• _REQUIRED ACTION_:
Reproduce exactly the line with "Target: car windshield" and the lines after it. Stop at the last line of the data and include nothing else.

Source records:
========================
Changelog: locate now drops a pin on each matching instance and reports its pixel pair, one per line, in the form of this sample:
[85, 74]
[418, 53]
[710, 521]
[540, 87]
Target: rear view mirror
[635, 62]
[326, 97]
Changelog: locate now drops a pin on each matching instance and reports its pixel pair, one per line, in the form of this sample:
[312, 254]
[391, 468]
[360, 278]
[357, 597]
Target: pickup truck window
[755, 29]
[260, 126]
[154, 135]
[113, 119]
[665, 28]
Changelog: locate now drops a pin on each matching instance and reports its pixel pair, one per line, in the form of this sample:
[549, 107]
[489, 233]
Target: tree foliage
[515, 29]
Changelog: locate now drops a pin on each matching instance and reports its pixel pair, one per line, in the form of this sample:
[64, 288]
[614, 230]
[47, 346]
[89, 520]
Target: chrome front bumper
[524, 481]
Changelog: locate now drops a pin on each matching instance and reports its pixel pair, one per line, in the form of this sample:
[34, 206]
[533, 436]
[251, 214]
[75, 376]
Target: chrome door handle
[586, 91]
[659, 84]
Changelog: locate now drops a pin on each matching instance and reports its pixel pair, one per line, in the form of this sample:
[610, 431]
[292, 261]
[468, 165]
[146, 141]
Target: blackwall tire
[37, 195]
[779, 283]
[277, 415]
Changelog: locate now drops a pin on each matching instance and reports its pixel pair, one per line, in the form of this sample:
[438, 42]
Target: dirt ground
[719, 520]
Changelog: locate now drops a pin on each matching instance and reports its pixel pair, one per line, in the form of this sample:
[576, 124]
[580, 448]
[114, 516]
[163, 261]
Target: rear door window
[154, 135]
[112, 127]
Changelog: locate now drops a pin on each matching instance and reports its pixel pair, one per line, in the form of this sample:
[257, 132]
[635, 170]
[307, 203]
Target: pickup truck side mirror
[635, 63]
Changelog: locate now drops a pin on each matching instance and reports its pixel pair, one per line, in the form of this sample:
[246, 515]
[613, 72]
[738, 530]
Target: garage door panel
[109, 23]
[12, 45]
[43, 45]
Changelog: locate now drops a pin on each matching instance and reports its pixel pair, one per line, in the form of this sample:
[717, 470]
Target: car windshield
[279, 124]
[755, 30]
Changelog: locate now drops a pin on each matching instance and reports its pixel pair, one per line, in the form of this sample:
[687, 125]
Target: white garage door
========================
• _SOLUTION TO THIS TASK_:
Target: car windshield
[279, 124]
[755, 30]
Changelog: locate now drops a pin on each matching instance and reports its pixel pair, one per line, in the form of this sample:
[687, 125]
Target: white garage door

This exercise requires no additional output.